▶ [Seitentext]
=-=-=

Was genau du unter "komplett Zurücksetzen" verstehst, weiss ich nicht. Ich kann höchstens erahnen, dass du die Selectgruppen wieder zurücksetzen möchtest.

Hier zu gehst du in der Funktion *addRow* ähnlich wie bei den *input*-Feldern vor:

Zunächst erstellt du mittels der Methode *getElementsByTagName* eine Kollektion mit allen Selectfeldern
Die Kollektion wird mit einer *for*-Schleife durchlaufen
Innerhalb der Schleife wird jedes Objekt aktiviert (objekt.disabled = false) und der gewählte Index wird auf Null gesetzt (objekt.selectedIndex = 0).
Viel Erfolg beim Implementieren.

Ciao
Quaese


----------



## dreambaser (23. Januar 2009)

=-=-=

▶ [Gegebene Daten]
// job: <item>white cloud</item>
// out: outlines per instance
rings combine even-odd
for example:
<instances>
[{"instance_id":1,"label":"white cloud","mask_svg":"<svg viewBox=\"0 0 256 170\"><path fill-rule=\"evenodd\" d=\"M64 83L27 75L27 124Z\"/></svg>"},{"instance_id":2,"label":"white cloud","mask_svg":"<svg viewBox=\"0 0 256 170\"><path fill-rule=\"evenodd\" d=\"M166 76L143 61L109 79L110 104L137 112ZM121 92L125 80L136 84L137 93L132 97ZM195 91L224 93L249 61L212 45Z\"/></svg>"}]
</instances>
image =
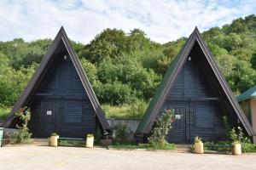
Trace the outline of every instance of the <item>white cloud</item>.
<instances>
[{"instance_id":1,"label":"white cloud","mask_svg":"<svg viewBox=\"0 0 256 170\"><path fill-rule=\"evenodd\" d=\"M106 28L129 31L141 28L148 37L166 42L220 26L255 13L252 1L170 0L0 0L0 41L53 38L61 26L74 41L89 42Z\"/></svg>"}]
</instances>

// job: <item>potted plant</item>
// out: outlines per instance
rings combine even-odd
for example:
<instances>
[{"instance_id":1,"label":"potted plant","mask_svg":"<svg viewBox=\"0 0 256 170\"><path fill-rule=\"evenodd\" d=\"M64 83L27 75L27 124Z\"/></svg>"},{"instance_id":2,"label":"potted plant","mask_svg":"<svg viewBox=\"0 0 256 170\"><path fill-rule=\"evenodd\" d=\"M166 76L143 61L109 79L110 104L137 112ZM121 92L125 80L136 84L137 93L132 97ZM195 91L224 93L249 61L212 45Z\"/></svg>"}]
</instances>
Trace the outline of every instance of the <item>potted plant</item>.
<instances>
[{"instance_id":1,"label":"potted plant","mask_svg":"<svg viewBox=\"0 0 256 170\"><path fill-rule=\"evenodd\" d=\"M195 153L203 154L204 153L204 144L201 141L201 138L195 136Z\"/></svg>"},{"instance_id":2,"label":"potted plant","mask_svg":"<svg viewBox=\"0 0 256 170\"><path fill-rule=\"evenodd\" d=\"M237 128L238 133L236 133L235 128L230 131L230 138L232 139L232 154L235 156L241 155L241 141L243 138L243 133L240 127Z\"/></svg>"},{"instance_id":3,"label":"potted plant","mask_svg":"<svg viewBox=\"0 0 256 170\"><path fill-rule=\"evenodd\" d=\"M59 135L56 133L52 133L50 135L50 146L58 146Z\"/></svg>"},{"instance_id":4,"label":"potted plant","mask_svg":"<svg viewBox=\"0 0 256 170\"><path fill-rule=\"evenodd\" d=\"M88 133L86 136L86 148L92 148L94 142L94 136L92 133Z\"/></svg>"}]
</instances>

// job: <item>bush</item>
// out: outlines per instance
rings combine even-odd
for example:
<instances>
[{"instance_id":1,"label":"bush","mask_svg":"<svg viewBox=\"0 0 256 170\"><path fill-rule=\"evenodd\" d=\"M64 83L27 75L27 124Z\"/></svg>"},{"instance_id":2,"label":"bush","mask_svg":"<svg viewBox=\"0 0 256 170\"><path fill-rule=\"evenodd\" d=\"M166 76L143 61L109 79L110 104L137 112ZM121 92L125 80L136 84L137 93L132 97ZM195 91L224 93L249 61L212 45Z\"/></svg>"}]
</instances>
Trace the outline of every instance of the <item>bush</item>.
<instances>
[{"instance_id":1,"label":"bush","mask_svg":"<svg viewBox=\"0 0 256 170\"><path fill-rule=\"evenodd\" d=\"M50 136L58 136L58 134L56 133L50 133Z\"/></svg>"},{"instance_id":2,"label":"bush","mask_svg":"<svg viewBox=\"0 0 256 170\"><path fill-rule=\"evenodd\" d=\"M19 118L22 122L22 125L16 124L16 128L20 129L19 133L15 133L12 135L12 139L15 144L30 144L32 142L31 139L32 133L29 133L27 124L31 118L30 109L24 107L19 109L15 114L15 117Z\"/></svg>"},{"instance_id":3,"label":"bush","mask_svg":"<svg viewBox=\"0 0 256 170\"><path fill-rule=\"evenodd\" d=\"M144 100L137 99L136 102L131 105L102 105L102 107L106 113L108 118L114 119L141 119L147 108L148 103Z\"/></svg>"},{"instance_id":4,"label":"bush","mask_svg":"<svg viewBox=\"0 0 256 170\"><path fill-rule=\"evenodd\" d=\"M131 134L131 129L127 124L118 123L113 127L113 129L117 141L125 141Z\"/></svg>"},{"instance_id":5,"label":"bush","mask_svg":"<svg viewBox=\"0 0 256 170\"><path fill-rule=\"evenodd\" d=\"M166 144L166 135L172 128L171 123L174 121L173 110L166 110L166 111L158 117L155 126L153 128L152 135L148 139L148 143L154 147L165 147Z\"/></svg>"}]
</instances>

=-=-=

▶ [Aufgabe A]
Zitiere aus dem Forumsbeitrag zu den Selectfeldern wortgetreu das Stück von „Zunächst erstellt du“ bis „(objekt.selectedIndex = 0).“.
▶ [Aufgabe B]
Schreib den Forumsbeitrag zu den Selectfeldern ab der Stelle weiter, an der er aufhört.

▶ [Antwort A]
Zunächst erstellt du mittels der Methode *getElementsByTagName* eine Kollektion mit allen Selectfeldern
Die Kollektion wird mit einer *for*-Schleife durchlaufen
Innerhalb der Schleife wird jedes Objekt aktiviert (objekt.disabled = false) und der gewählte Index wird auf Null gesetzt (objekt.selectedIndex = 0).

▶ [Antwort B]
Hallo ,

danke für die Tips, wie man an solch eine Sache heran geht. Die Berechnung der Felder habe ich lösen können, wobei ich einen etwas komischen Weg gehen musste, bzw. nicht weiss woran das liegt, die Funktion wird erst ab dem 2. Clone richtig ausgeführt. Wenn ich das erste mal etwas in die Felder eintrage, passiert nichts, warum ist das so? Ich habe zwar das auch lösen können, indem ich einfach die Ausführung mit übernommen habe, allerdings ist das nicht gerade das beste Coding.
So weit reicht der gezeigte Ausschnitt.